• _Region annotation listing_
━━━━━━━━━━━━━━━━
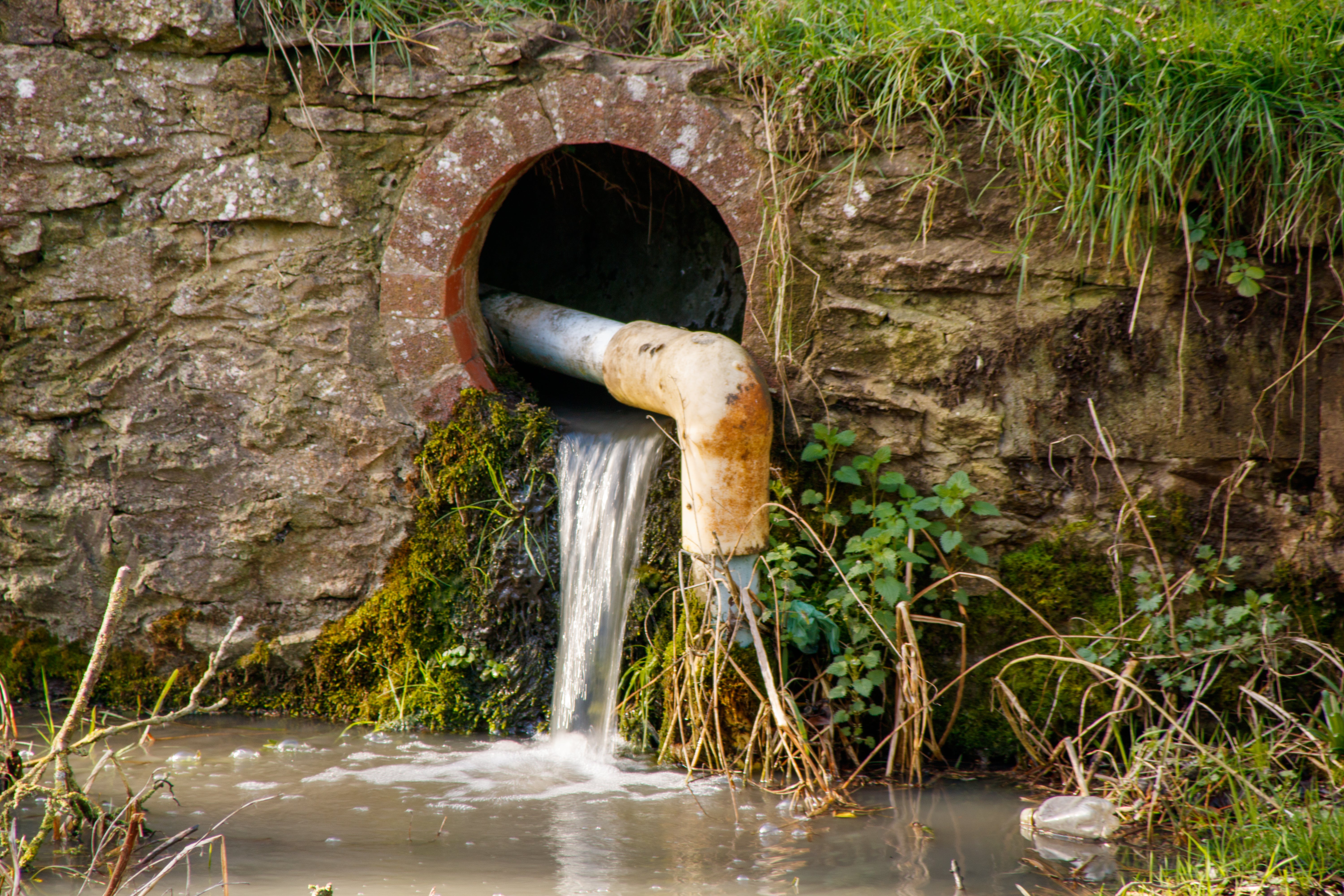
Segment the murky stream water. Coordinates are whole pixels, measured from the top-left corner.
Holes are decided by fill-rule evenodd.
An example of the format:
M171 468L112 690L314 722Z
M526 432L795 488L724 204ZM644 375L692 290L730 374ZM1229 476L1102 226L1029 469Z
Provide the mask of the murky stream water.
M953 858L969 896L1016 893L1015 883L1030 883L1017 873L1030 846L1017 833L1023 803L991 782L864 791L862 801L882 811L816 821L793 818L773 794L739 790L735 821L722 779L688 787L684 775L638 760L598 759L582 737L487 743L243 719L155 735L124 763L132 786L171 770L176 799L149 801L152 829L204 830L270 797L220 827L234 896L304 896L308 884L328 881L337 896L431 888L441 896L954 896ZM77 764L81 780L87 767ZM103 774L94 790L118 805L125 799L114 775ZM30 818L39 813L32 806ZM763 825L773 827L762 833ZM218 884L218 856L210 869L195 858L191 875L190 888L183 873L155 892L195 896ZM38 892L78 889L58 875L38 877Z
━━━━━━━━━━━━━━━━
• _Goal_
Update the listing above so that "murky stream water" is replaced by "muddy creek water" wherever it appears, and leave all other text unchanged. Omit the pictures from your answer.

• _Solution for this exercise_
Segment the muddy creek water. Coordinates are whole pixels, measured from the top-left corner.
Holes are decided by fill-rule evenodd.
An example of the format:
M171 468L112 690L314 722Z
M526 432L795 488L724 204ZM644 375L692 290L730 374ZM1229 476L1102 226L1029 469Z
Provide the mask of the muddy creek water.
M953 858L969 896L1016 893L1015 883L1030 883L1017 873L1030 846L1017 833L1023 803L991 782L864 791L862 801L882 811L816 821L793 818L773 794L739 790L735 821L722 779L688 787L684 775L638 760L598 759L582 737L487 743L243 719L155 735L124 763L132 786L171 770L176 799L149 801L152 829L204 830L270 797L220 827L234 896L304 896L308 884L328 881L337 896L431 888L441 896L954 896ZM77 764L81 780L87 767ZM103 774L94 790L118 805L125 799L114 775ZM30 818L39 813L32 806ZM763 825L773 827L762 833ZM218 884L218 856L210 869L195 858L191 875L190 888L183 873L155 892L195 896ZM38 892L78 889L58 875L38 877Z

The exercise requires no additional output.